(Data)
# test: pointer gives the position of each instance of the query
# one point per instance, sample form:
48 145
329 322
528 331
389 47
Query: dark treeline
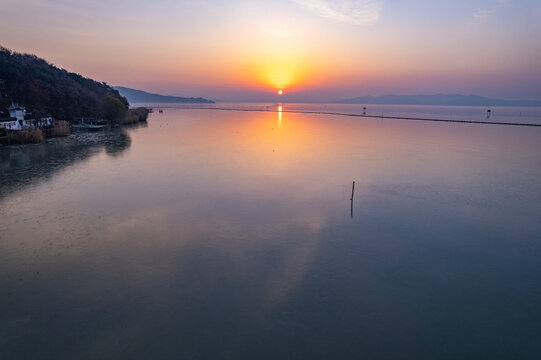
45 89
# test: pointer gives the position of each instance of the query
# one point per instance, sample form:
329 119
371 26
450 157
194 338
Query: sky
315 50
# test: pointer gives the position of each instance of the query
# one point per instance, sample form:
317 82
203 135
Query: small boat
89 126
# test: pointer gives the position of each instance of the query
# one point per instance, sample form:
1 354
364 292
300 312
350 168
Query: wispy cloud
483 14
361 12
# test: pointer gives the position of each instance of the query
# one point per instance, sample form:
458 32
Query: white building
19 119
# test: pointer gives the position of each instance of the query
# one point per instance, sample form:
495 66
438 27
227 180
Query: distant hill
138 96
45 89
439 99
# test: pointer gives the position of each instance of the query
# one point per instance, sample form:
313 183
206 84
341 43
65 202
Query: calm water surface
229 235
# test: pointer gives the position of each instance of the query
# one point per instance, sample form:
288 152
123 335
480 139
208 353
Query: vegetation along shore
38 100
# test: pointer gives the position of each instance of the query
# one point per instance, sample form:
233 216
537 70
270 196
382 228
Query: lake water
212 234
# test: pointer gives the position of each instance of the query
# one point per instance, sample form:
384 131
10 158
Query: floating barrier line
366 116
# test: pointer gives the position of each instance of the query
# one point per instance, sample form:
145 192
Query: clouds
483 14
359 12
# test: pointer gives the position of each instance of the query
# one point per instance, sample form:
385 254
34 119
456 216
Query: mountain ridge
140 96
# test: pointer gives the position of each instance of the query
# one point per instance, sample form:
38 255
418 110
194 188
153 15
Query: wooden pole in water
352 192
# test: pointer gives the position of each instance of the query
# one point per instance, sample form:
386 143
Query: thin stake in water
352 193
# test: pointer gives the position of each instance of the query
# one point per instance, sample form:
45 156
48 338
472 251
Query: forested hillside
43 88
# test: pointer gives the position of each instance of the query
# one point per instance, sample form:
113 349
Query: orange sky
313 49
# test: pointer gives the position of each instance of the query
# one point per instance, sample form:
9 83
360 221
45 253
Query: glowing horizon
313 50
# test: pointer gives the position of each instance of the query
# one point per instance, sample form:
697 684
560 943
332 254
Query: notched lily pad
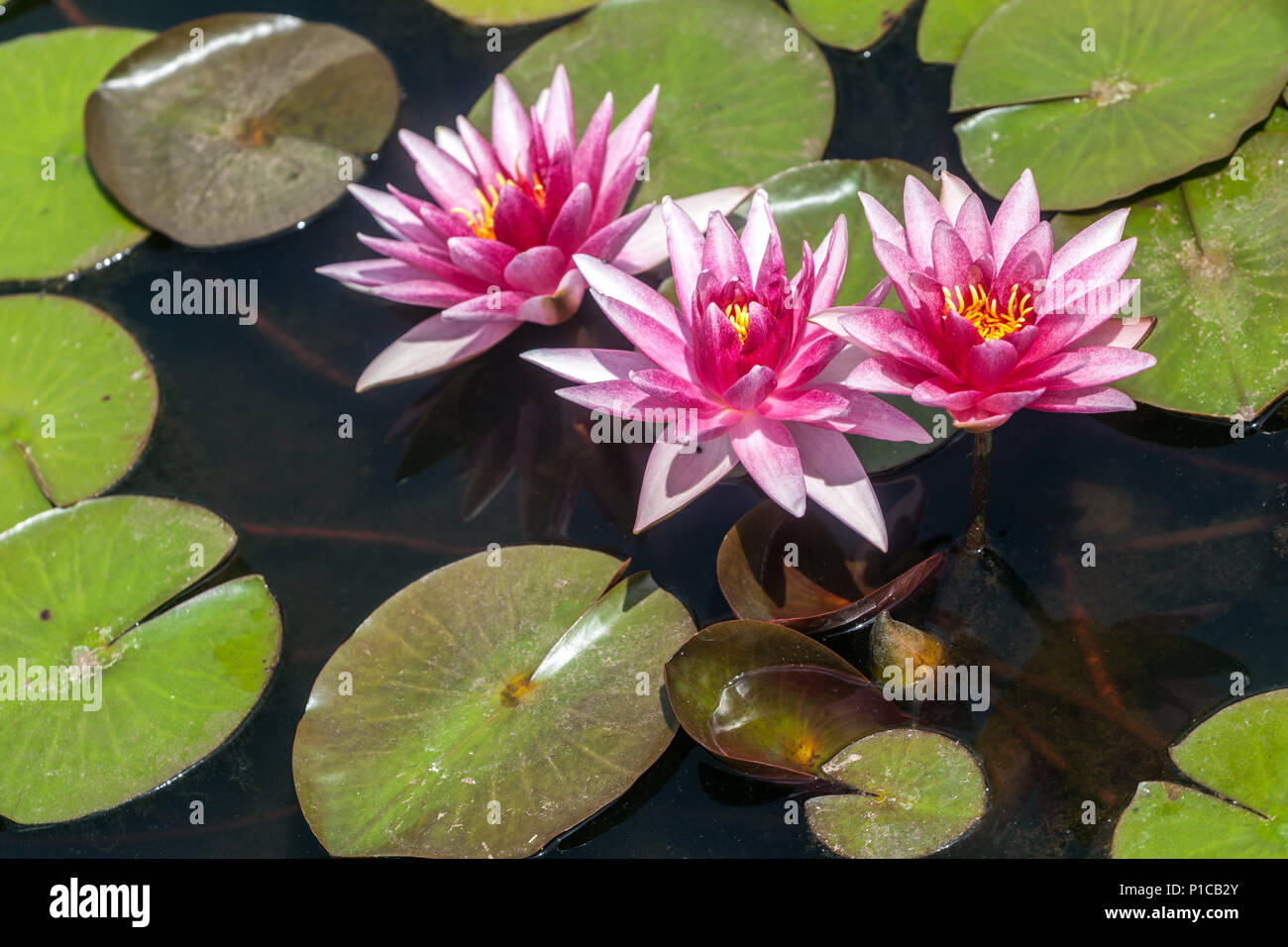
77 399
914 792
509 12
777 567
1240 757
771 701
726 80
197 138
1212 261
137 696
54 218
848 24
1102 98
488 706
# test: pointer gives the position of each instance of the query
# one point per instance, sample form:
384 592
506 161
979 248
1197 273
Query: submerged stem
982 472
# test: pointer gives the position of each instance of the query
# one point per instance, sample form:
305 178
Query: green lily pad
80 589
805 202
493 703
772 701
77 399
509 12
1214 265
1164 90
822 587
945 25
915 792
54 218
848 24
735 106
1239 753
211 149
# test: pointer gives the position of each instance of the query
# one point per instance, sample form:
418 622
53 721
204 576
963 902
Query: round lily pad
197 138
1212 261
769 699
77 399
773 566
735 106
805 202
509 12
489 706
848 24
915 792
1102 98
945 25
54 218
1239 753
103 697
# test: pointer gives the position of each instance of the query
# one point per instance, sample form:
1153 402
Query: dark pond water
1190 526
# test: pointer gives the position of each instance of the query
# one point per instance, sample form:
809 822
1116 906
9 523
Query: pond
340 499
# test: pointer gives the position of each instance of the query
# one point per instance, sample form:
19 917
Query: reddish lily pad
1214 265
192 134
488 706
77 399
915 792
777 567
1103 98
772 701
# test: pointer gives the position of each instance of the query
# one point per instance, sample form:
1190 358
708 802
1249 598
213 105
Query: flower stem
982 472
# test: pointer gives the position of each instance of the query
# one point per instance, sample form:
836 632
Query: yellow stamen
984 312
739 318
482 222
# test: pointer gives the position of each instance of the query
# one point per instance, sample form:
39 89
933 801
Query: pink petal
447 180
829 270
1104 232
1017 217
623 142
768 453
990 363
483 260
677 474
881 222
1128 333
835 479
537 270
921 211
952 193
589 365
747 392
588 162
433 346
1085 402
669 388
511 128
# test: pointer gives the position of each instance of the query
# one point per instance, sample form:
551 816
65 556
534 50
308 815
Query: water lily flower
756 381
993 320
493 248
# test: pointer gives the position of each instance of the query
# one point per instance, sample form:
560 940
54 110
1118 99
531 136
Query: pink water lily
738 360
995 320
493 248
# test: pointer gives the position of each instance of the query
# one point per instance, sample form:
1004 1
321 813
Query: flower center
986 313
482 222
739 318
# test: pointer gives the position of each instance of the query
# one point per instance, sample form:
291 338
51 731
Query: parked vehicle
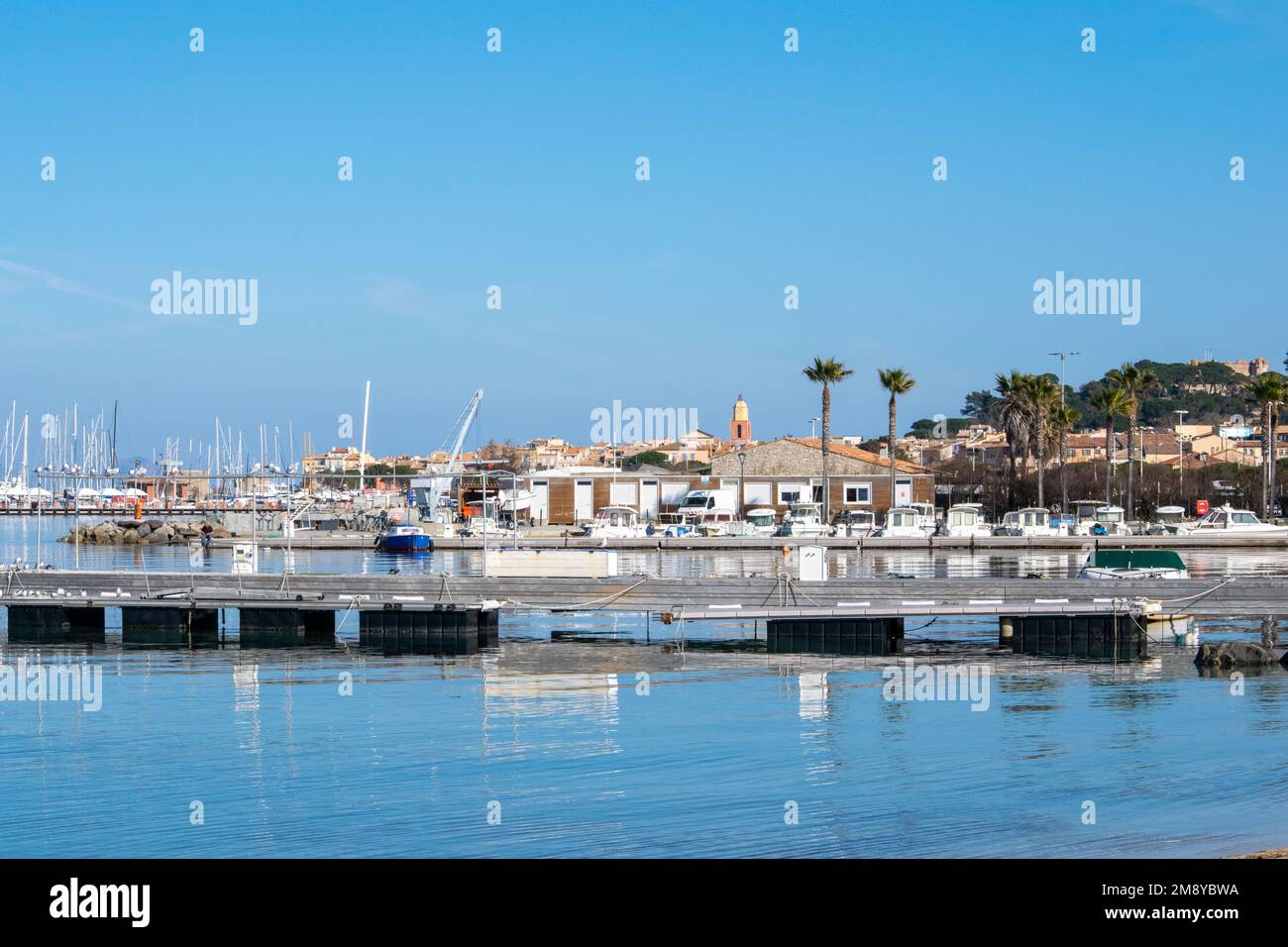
(End Data)
Keep every word of the material exactly as given. Drop the pictures.

# test: pointer gives the position of each instance of the query
# one point per instance, sample form:
48 145
329 322
528 331
389 47
Query: dark treeline
45 89
# test: pointer gives the position of each instance of the query
# one point per instance, sample form:
329 119
371 26
450 157
194 338
Query: sky
315 50
# test: pointer gives the position of each instance of the query
# one point per instance, sample form:
317 82
203 135
Query: small boat
89 126
# test: pointer gives the position of each instance of the query
# one point per instance, sample form:
1 354
364 292
300 312
350 168
Query: wispy cloud
483 14
361 12
# test: pointer gives the position of each instance of the query
# one point per instance, sample form:
458 32
Query: white building
19 119
# test: pointer gives the position of each instance of the query
# one point per instance, sample form:
495 66
438 27
227 180
Query: distant hill
138 96
45 89
439 99
# test: pointer gives the position of each instance of the query
# one point per instance, sample form:
313 183
206 84
341 43
65 202
Query: calm water surface
229 235
# test: pointer gives the position of each instance of the query
# one point per instance, sample form:
288 152
123 335
480 139
208 353
Query: vegetation along shore
38 100
# test: pointer gives the position of each instance of the query
# one point per instance, sample form:
233 216
537 70
270 196
382 228
Query: lake water
212 234
# test: pointer gives the position of each instance of the query
# one point per instance, sample form:
384 131
10 158
Query: floating barrier line
366 116
# test: pointer gives the position of each instance of the query
# one point per instance, sample form:
145 192
Query: clouds
483 14
359 12
# test: pointer gives the position of each instance of the query
# one point per instance, sample form:
385 254
34 119
456 216
Query: mountain ridge
140 96
# test: pointer gives the position of each instance of the query
# one point per instance, sample form:
38 255
418 110
194 188
153 15
Query: wooden pole in water
352 192
# test: pointer gives the position of each instance of the query
# one point per instance, sample form:
386 143
Query: thin stake in water
352 193
# test: pointer gives the position of each instance of the query
# one point per instance, sample form:
45 156
48 338
472 251
Query: forested hillside
43 88
# test: pointer gives the position of each instance of the query
# one point per instance, sample form:
113 349
Query: orange sky
313 49
# test: pointer gives the position of each instance of the query
# one point per instance, sample form:
9 83
360 221
45 253
Query: glowing horizon
313 50
# test: pointer gives the position of each instance of the query
# one point per instance, sample form:
697 684
560 943
332 254
Query: notched lily pad
77 399
914 792
509 12
777 567
1240 757
771 701
726 80
197 138
1212 261
137 696
54 218
848 24
1102 98
488 706
# test: pointer gives the position of each instance of the query
# one point per instance, sample form:
384 592
506 161
979 248
1197 273
Query: submerged stem
982 472
# test: pointer gives the position of each instance of the query
# one point per instance, sample form:
305 178
Query: green lily pad
80 589
805 202
493 703
772 701
77 399
509 12
1214 265
1164 90
822 587
945 25
915 792
54 218
848 24
735 106
1239 753
211 149
# test: pointer gives the position of each instance of the query
# one point per instance, sample form:
418 622
53 721
204 576
963 902
Query: round lily pad
197 138
1212 261
769 699
77 399
773 566
735 106
805 202
509 12
489 706
848 24
915 792
1102 98
945 25
54 218
1239 753
103 697
# test: pointer gives the position of each instance of the query
# one point per instance, sample form:
1153 402
Query: dark pond water
1190 526
# test: pointer gives the position of each instance of the query
# one point per instance, sample form:
809 822
1116 906
9 523
Query: pond
340 499
# test: pointer gives the position of each instance of the query
# one point per instance, sample form:
19 917
Query: reddish lily pad
1214 265
192 134
488 706
77 399
915 792
777 567
1103 98
772 701
# test: pointer gives the position of each instance of the query
# one point per instance, sample form:
1190 358
708 802
1249 598
213 105
Query: flower stem
982 472
# test: pointer gives the position of each instance of the query
# one point per instance, sample form:
836 632
Query: yellow stamen
984 312
739 318
482 222
# test: pointer gives the position of each instance of the query
# one point per instance, sample form:
39 89
933 801
Query: pink petal
447 180
829 270
1104 232
1017 217
623 142
768 453
990 363
483 260
677 474
881 222
1128 333
835 479
537 270
921 211
952 193
589 365
747 392
588 162
433 346
1085 402
669 388
511 128
# test: pointer gives the position of each instance of the query
# one point per instance, sample form:
551 816
65 556
534 50
308 815
Query: water lily flower
756 381
993 320
493 248
# test: pointer gives the position of each instance of the query
# one point per instance, sample form:
560 940
54 110
1118 99
531 136
Query: pink water lily
738 360
995 320
493 248
# test: pointer gives the position of each instance of the query
# one point per instance, sample form:
1004 1
321 813
Query: flower center
986 313
482 222
739 318
# test: pointer gives the position of each instance of the query
# one point per instance, sample form:
291 338
51 731
Query: parked vehicle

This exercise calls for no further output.